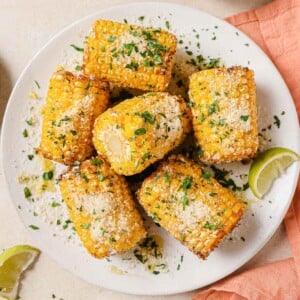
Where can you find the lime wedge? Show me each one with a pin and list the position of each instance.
(268, 166)
(13, 262)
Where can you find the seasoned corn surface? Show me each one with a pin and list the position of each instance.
(72, 104)
(137, 132)
(223, 102)
(129, 55)
(195, 209)
(101, 208)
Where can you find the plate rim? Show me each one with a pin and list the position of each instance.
(61, 31)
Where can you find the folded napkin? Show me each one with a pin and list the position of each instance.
(276, 28)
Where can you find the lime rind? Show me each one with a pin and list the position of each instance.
(13, 262)
(268, 166)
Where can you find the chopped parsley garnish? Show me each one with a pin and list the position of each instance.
(27, 192)
(213, 63)
(48, 175)
(29, 122)
(96, 161)
(167, 23)
(101, 176)
(34, 227)
(25, 133)
(276, 121)
(37, 84)
(167, 176)
(244, 118)
(147, 117)
(213, 107)
(76, 48)
(221, 177)
(83, 176)
(146, 156)
(186, 184)
(149, 63)
(132, 66)
(140, 131)
(206, 175)
(86, 225)
(111, 39)
(211, 226)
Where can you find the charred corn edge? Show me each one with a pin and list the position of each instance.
(100, 91)
(134, 80)
(228, 222)
(251, 150)
(102, 250)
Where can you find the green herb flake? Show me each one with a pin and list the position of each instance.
(132, 66)
(211, 226)
(244, 118)
(29, 122)
(101, 176)
(146, 156)
(206, 175)
(111, 39)
(147, 117)
(76, 48)
(86, 225)
(167, 176)
(30, 156)
(140, 131)
(213, 107)
(48, 175)
(34, 227)
(96, 162)
(37, 84)
(27, 192)
(25, 133)
(277, 121)
(167, 23)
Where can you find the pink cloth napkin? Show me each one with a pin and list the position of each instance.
(276, 28)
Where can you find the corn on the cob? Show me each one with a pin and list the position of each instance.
(223, 102)
(101, 208)
(72, 105)
(190, 205)
(139, 131)
(129, 55)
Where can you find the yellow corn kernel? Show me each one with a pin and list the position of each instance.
(137, 132)
(101, 208)
(129, 55)
(223, 103)
(193, 208)
(72, 105)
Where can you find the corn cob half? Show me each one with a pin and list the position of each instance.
(139, 131)
(101, 208)
(72, 105)
(192, 207)
(129, 55)
(223, 103)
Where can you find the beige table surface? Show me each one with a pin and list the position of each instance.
(25, 26)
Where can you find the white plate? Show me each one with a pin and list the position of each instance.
(217, 39)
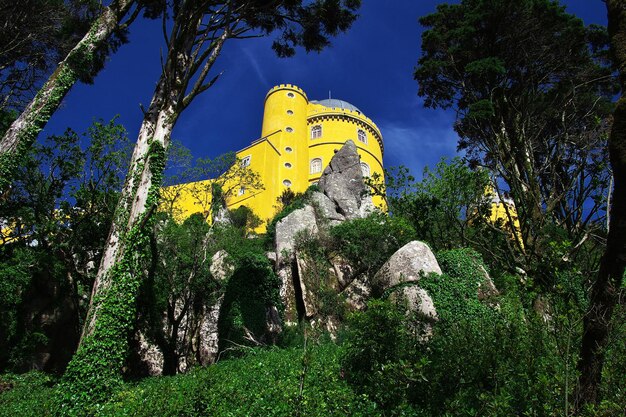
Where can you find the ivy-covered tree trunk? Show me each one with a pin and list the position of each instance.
(97, 365)
(606, 290)
(76, 65)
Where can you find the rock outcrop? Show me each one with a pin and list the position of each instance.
(342, 182)
(299, 221)
(407, 264)
(208, 336)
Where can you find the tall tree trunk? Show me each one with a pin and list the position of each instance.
(97, 365)
(24, 130)
(606, 288)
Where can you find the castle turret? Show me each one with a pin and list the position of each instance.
(285, 120)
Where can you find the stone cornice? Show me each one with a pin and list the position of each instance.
(366, 124)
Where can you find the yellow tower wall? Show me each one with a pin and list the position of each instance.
(284, 152)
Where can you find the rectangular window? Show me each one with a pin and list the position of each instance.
(316, 132)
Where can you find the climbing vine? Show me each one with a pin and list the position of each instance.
(95, 371)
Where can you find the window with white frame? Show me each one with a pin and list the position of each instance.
(316, 132)
(361, 135)
(365, 169)
(316, 165)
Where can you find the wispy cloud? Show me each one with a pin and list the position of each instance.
(254, 63)
(417, 147)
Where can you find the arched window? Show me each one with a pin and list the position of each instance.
(361, 135)
(365, 169)
(316, 165)
(316, 132)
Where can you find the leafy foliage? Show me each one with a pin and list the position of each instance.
(533, 113)
(264, 382)
(55, 221)
(368, 243)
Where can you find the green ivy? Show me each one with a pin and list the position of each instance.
(95, 370)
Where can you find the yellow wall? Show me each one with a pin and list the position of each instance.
(284, 152)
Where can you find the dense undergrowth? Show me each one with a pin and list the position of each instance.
(270, 382)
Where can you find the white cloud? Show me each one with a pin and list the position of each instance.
(417, 147)
(254, 63)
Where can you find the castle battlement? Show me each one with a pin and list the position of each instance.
(292, 87)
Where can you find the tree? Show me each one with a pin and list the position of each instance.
(607, 290)
(35, 35)
(57, 217)
(80, 64)
(198, 32)
(532, 91)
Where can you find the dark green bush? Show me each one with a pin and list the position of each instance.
(27, 395)
(368, 243)
(263, 383)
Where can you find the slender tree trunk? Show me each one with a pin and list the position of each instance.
(97, 366)
(24, 130)
(606, 289)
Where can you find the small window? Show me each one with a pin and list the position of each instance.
(316, 166)
(316, 132)
(361, 135)
(365, 169)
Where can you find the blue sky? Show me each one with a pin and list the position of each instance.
(370, 66)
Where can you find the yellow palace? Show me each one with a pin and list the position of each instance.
(298, 138)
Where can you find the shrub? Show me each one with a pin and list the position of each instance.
(263, 383)
(368, 243)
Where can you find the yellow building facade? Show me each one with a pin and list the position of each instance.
(298, 139)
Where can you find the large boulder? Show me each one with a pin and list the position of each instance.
(287, 228)
(342, 181)
(299, 221)
(407, 264)
(208, 340)
(326, 209)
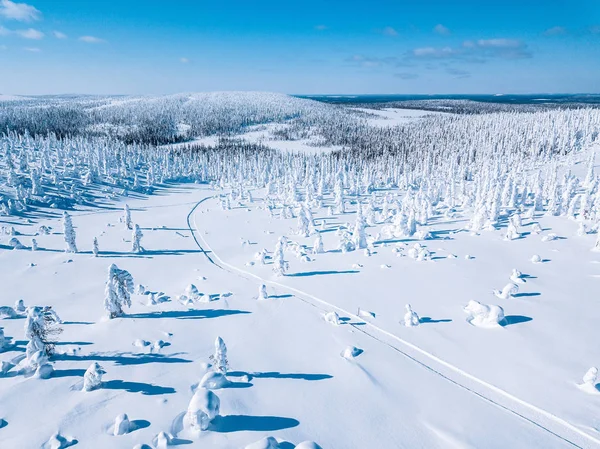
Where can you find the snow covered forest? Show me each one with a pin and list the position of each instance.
(259, 271)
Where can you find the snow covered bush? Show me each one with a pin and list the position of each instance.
(122, 425)
(213, 380)
(69, 233)
(219, 358)
(15, 243)
(117, 294)
(136, 239)
(262, 292)
(411, 319)
(40, 328)
(308, 445)
(264, 443)
(127, 217)
(280, 265)
(332, 318)
(318, 245)
(202, 409)
(508, 291)
(483, 315)
(92, 379)
(591, 376)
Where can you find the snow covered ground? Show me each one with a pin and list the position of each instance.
(442, 384)
(395, 116)
(431, 286)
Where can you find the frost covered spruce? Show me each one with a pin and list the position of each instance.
(92, 379)
(118, 291)
(411, 319)
(262, 292)
(280, 265)
(202, 409)
(69, 233)
(484, 315)
(95, 248)
(136, 239)
(219, 358)
(127, 217)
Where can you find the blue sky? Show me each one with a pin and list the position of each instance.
(311, 47)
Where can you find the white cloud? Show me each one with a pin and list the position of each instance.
(476, 51)
(30, 34)
(389, 31)
(431, 52)
(91, 39)
(19, 11)
(499, 43)
(555, 31)
(441, 29)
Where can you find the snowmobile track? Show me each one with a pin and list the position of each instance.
(549, 418)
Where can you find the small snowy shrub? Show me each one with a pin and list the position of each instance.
(483, 315)
(262, 292)
(119, 287)
(411, 319)
(219, 358)
(122, 425)
(92, 379)
(95, 249)
(202, 409)
(127, 217)
(69, 233)
(136, 239)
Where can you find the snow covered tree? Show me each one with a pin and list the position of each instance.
(318, 245)
(591, 376)
(303, 223)
(119, 287)
(127, 217)
(122, 425)
(202, 409)
(597, 244)
(69, 233)
(92, 379)
(95, 249)
(262, 292)
(40, 328)
(136, 239)
(219, 358)
(359, 236)
(411, 319)
(280, 265)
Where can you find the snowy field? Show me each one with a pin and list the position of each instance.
(239, 296)
(395, 116)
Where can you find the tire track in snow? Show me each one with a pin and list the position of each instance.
(308, 298)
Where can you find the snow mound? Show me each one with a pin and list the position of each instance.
(350, 352)
(122, 425)
(308, 445)
(213, 381)
(484, 315)
(203, 408)
(265, 443)
(57, 441)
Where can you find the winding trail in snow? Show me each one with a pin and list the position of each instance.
(542, 418)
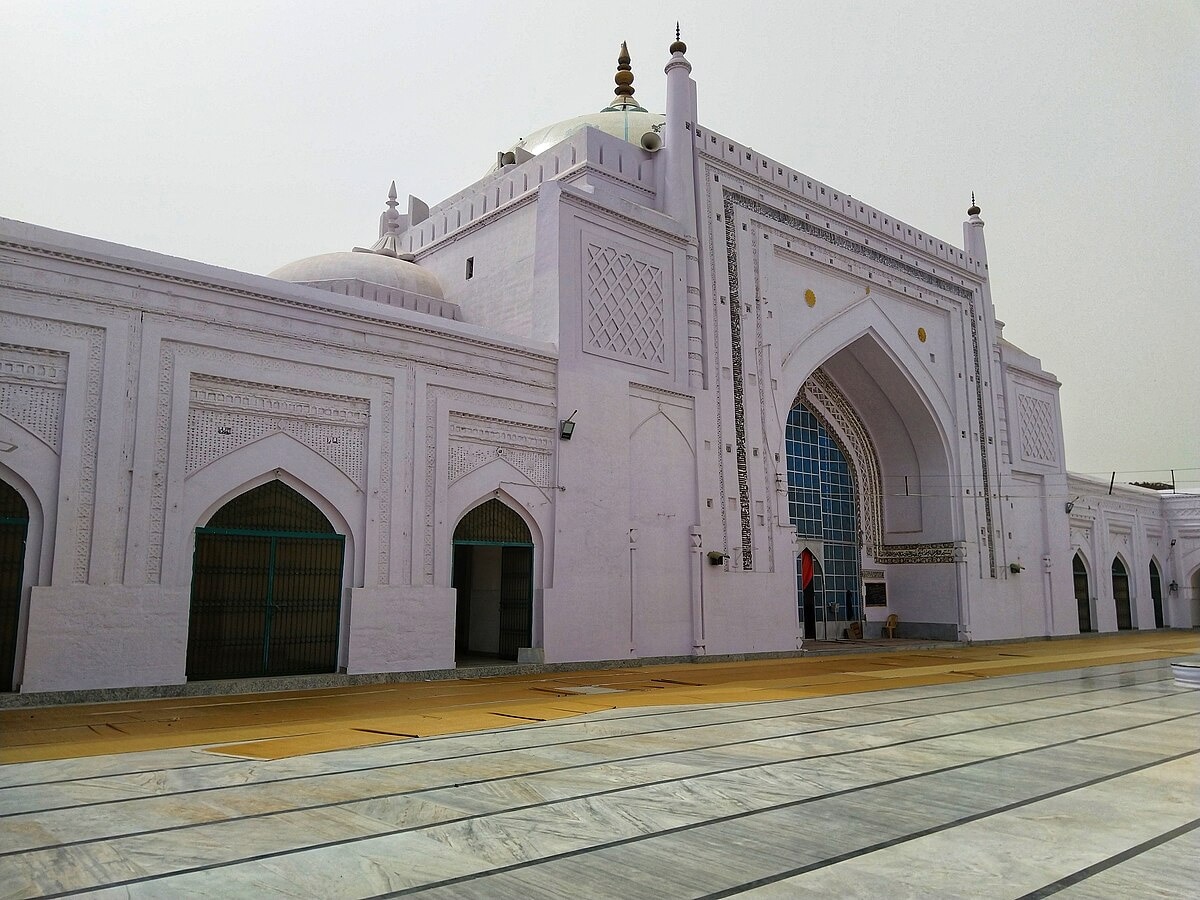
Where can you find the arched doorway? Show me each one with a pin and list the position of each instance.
(811, 607)
(1121, 594)
(1083, 595)
(267, 588)
(1156, 593)
(13, 529)
(493, 579)
(822, 504)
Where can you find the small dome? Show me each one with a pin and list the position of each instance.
(625, 123)
(372, 268)
(623, 118)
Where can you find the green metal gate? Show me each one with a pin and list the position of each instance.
(267, 588)
(13, 531)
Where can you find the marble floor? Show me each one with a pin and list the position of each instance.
(1083, 783)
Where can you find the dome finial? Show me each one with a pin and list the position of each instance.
(678, 46)
(624, 76)
(391, 217)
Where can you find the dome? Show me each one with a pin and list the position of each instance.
(623, 118)
(372, 268)
(625, 121)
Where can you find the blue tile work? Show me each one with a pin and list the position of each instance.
(822, 505)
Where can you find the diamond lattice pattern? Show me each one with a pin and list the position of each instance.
(1037, 429)
(624, 305)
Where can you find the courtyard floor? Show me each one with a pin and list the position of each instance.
(1011, 771)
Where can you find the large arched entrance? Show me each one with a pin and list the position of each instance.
(823, 508)
(493, 579)
(1083, 594)
(267, 588)
(13, 529)
(1121, 594)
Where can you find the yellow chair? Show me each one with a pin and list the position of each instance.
(891, 625)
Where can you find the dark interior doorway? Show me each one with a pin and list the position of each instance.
(13, 532)
(809, 577)
(1156, 593)
(1121, 595)
(493, 579)
(1083, 595)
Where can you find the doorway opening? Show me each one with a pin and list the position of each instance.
(1156, 593)
(493, 580)
(267, 588)
(1083, 595)
(1121, 595)
(13, 532)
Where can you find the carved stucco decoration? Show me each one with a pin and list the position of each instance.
(226, 414)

GOAL OF THE EXERCISE: Give back exactly the lines from the one containing "Where can you find the diamond" through the end of the material above, and nothing else.

RESULT:
Where can you find the diamond lattice pattern? Show me each one with a pin and list the position of each instance.
(1037, 429)
(624, 305)
Where can you find the courtyard floor? Show me each one with a pin and list the position of each instance.
(1011, 771)
Where can you find the large arched entrance? Show me each one with a pin and list the position of each instance.
(823, 508)
(493, 579)
(1083, 594)
(267, 588)
(13, 529)
(1121, 594)
Where can you find the yellow chair? Show me each one with a pin and list the position of each instance.
(891, 625)
Where can you find the dark interior doorway? Show me each one with a pin and list the position of each instance.
(13, 532)
(809, 577)
(1156, 593)
(1121, 595)
(493, 579)
(1083, 595)
Where can you find the doorway opening? Show me each one with a pin and list the position of each instance.
(1156, 593)
(493, 580)
(267, 588)
(1083, 595)
(1121, 595)
(13, 532)
Where can you find the carved stucco decoration? Show me each one with a pin and list the position of each instance.
(226, 414)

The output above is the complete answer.